§ Exercise input:
__________

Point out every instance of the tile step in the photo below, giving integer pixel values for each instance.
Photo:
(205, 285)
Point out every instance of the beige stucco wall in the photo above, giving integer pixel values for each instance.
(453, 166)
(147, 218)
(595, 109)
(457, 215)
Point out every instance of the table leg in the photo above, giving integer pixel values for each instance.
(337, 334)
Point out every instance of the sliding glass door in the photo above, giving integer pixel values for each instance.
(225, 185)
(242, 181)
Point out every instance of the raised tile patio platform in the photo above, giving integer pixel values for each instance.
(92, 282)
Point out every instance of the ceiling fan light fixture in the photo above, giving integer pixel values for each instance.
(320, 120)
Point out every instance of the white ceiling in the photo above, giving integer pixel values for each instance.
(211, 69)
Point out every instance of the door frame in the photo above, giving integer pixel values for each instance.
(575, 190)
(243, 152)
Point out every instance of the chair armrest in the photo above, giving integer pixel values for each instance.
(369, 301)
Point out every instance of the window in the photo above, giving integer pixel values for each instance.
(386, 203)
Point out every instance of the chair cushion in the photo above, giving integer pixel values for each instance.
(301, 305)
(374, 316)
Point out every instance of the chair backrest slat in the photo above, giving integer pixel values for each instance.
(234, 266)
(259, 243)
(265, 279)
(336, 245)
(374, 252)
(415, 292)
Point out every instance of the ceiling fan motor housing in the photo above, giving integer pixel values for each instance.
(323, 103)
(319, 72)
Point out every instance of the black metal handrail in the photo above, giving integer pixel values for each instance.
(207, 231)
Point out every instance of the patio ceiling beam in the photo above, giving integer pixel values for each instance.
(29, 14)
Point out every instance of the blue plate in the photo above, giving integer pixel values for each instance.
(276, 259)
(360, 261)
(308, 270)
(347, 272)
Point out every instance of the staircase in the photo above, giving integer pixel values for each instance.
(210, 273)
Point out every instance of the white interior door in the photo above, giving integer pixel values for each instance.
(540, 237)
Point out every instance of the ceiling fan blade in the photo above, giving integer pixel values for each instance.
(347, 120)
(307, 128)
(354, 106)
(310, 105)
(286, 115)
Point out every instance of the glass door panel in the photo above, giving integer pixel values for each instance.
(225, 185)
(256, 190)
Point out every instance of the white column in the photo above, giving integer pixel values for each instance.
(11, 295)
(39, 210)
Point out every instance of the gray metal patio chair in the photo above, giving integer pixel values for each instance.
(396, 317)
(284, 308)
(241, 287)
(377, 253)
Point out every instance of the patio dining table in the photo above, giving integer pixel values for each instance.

__________

§ Task to carry out:
The full data, transcribed without change, is the expected answer.

§ Final answer:
Point out every instance of the tile step in the photo below, giving integer pixel values for each instance.
Photo:
(205, 285)
Point out every instance of the beige stucco wall in the photo above, giving integer pixel values for each instance.
(453, 166)
(147, 218)
(595, 109)
(457, 215)
Point out every instance of the table leg in the photo above, giving integer pixel values for each instance.
(337, 334)
Point out every instance of the sliding glass door in the photo above, giving integer pixel values for each instance.
(225, 185)
(242, 181)
Point out every instance of the raised tile patio platform in the photo above, giving integer pixel values for each instance.
(92, 282)
Point out every instance of the ceiling fan light fixture in the photo above, giving integer pixel values for each instance.
(320, 120)
Point out every instance of the white ceiling in the photo above, giving integer pixel values for each instance.
(211, 69)
Point out every instance of the door frame in the photo above, giving integer pixel values for each instance.
(575, 190)
(243, 152)
Point out every instance of the chair armrest in the photo above, giving integer pixel values for each instance.
(369, 301)
Point out every instance of the window in the photo above, giving integer pixel values for each instance.
(386, 203)
Point out every instance of the chair cushion in the photo above, giving integer pixel values for each instance.
(301, 305)
(374, 316)
Point out every instance of the chair backrest slat in the photo above, giving integer pixel values for each instance.
(234, 266)
(259, 243)
(265, 279)
(336, 245)
(374, 252)
(415, 292)
Point out every instance of the ceiling fan motor housing in the photo above, giving integer pixel values for each instance.
(323, 103)
(319, 72)
Point out every instance of the black metal handrail in the photo above, giving integer pixel values for each instance.
(207, 231)
Point out every instance of the patio ceiling beam in the photo above, giving integer pixel values for each instance.
(29, 14)
Point out every instance of the blue plate in the photo above, giving integer pixel values for each instance.
(276, 259)
(360, 261)
(308, 270)
(347, 272)
Point out every instance of the staircase in the photo above, giving integer pixel values for each instance.
(210, 273)
Point out every instance of the white interior door in the photo above, giving integer pixel values for each instance.
(540, 237)
Point out every instance of the ceiling fan blade in the photo above, giving integer pixel values for each instance.
(347, 120)
(307, 128)
(354, 106)
(310, 105)
(286, 115)
Point out every instance of the glass door panel in the photo above, giving integer pixel values for each instance.
(225, 185)
(256, 190)
Point out every instance of the white column in the photo above, giving integer pixel values for each instance.
(11, 295)
(39, 210)
Point out every instance of the gray metal patio chair in the photo above, giving integer pixel values for each instance.
(396, 317)
(284, 308)
(241, 287)
(377, 253)
Point out every instance of the patio dining table in the photo above, giving integer pixel values for each instance.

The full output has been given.